Le terme générique arabe duff (tambourin sur
cadre) survivra au Portugal, en Espagne ainsi qu’en Amérique Latine
sous le nom adufe. Sans cet instrument il n’y a pas de
musique arabe possible et encore moins de nawba. Les quatre
autres instruments qui forment la base de la musique andalouse :
le luth (al-oud), la vièle à cordes frottées (al-rabâb),
le bûq (à l’aspect d’un cor) et la qassaba ( flûte de
roseau oblique) .
Quant à la poésie andalouse, elle forme trois genres
singuliers : les poèmes bachiques, les poèmes d’amour et les
thèmes de la nature. Utilisés durant les nawba-s, ils désignent un
thème unique : l’attente de l’amant. Tous ces poèmes chantés
décrivent une situation et un lieu intemporel qui se déroule dans un
jardin où s’épanouit toutes sorte de fleurs, d’arbres et d’oiseaux.
Le moment de cette attente se situe au crépuscule ou au lever du
soleil. Que de poèmes relatent les splendeurs de ces moments sans
oublier l’appel à la nuit qui célèbre la clarté de la lune et des
étoiles.
L’amant est entouré de personnages secondaires : les
bienveillants et les malfaisants,
Avec un personnage intermédiaire : le nadîm.
Appelé souvent à partager la coupe de l’amant, c’est son compagnon,
son confident. Il entre dans ses secrets, partage ses craintes et
veille lors de cette épreuve qu’est l’attente. Quant au troisième
personnage, le sâqî, l’échanson, il est appelé pour verser le
vin dans la coupe. Les malfaisants awazil, les censeurs. Ils
sont là pour calomnier. Ce sont des ennemis qu’il faut éviter.
L’amant dans la poésie andalouse est l’équivalent
d’un héros solitaire qui attend désespérément la venue de l’être
aimé qui n’est jamais désigné au féminin. Cette attente pourrait
bien évoquer l’attente de dieu. Le musicien qui chante ces poèmes
mène la destinée des amants. L’ensemble de la musique arabe et
andalouse est une immense ode à l’absence."
Abed Azrié
La suite (Wasla):
"La
« suite » ou (wasla) signifie en arabe ce qui relie. Ce terme
de musique savante né au Proche-Orient au XIXème siècle remplace une
forme très ancienne celle de (nawba) ou (nouba), terme francisé de
l’arabe, qui signifiait d’abord : « attendre son tour » et aussi «
tour donné à un musicien pour jouer suite à un autre musicien », les
musiciens se relayant pour chanter, enchaînait plusieurs pièces dans
un concert.
La « suite » ou
(wasla) rassemble des pièces chantées et instrumentées de différents
poèmes, dont le « mouwash’shah », une poésie au style simple,
transparent, spontané et raffiné, né en Andalousie vers la fin du
IXème siècle qui signifie en arabe : «mantille brodée symétriquement
de perles et de bijoux dont la femme se pare ». Ce nouveau poème de
forme libre va s’opposer à la « qasîda » classique, une des
premières formes musicales de la culture arabe apparue à l’époque
préislamique, de construction rigoureuse. En tant que forme chantée,
le « mouwash’shah » est toujours mesuré, tandis que la « qasîda »,
poème monorime qui se présente comme une improvisation vocale en
langue classique. La « qasîda » est le seul modèle poétique connu
jusqu’à l’invention du « mouwash’shah » andalou.

TÂCHES À EFFECTUER:
a) D'après l'extrait sur la musique andalouse, en quels trois genres se répartit la poésie andalouse ?
b) Reproduisez à l'identique le passage de l'extrait sur la musique andalouse allant de « Appelé souvent à » à « qu’il faut éviter. ».
Le matériel ci-après provient d'une source distincte.

MATÉRIEL COLLECTÉ:
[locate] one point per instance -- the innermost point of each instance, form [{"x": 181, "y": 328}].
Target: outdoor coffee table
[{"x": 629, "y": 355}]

RÉPONSES RÉDIGÉES:
a) Les poèmes bachiques, les poèmes d'amour et les thèmes de la nature.

b)
Appelé souvent à partager la coupe de l’amant, c’est son compagnon,
son confident. Il entre dans ses secrets, partage ses craintes et
veille lors de cette épreuve qu’est l’attente. Quant au troisième
personnage, le sâqî, l’échanson, il est appelé pour verser le
vin dans la coupe. Les malfaisants awazil, les censeurs. Ils
sont là pour calomnier. Ce sont des ennemis qu’il faut éviter.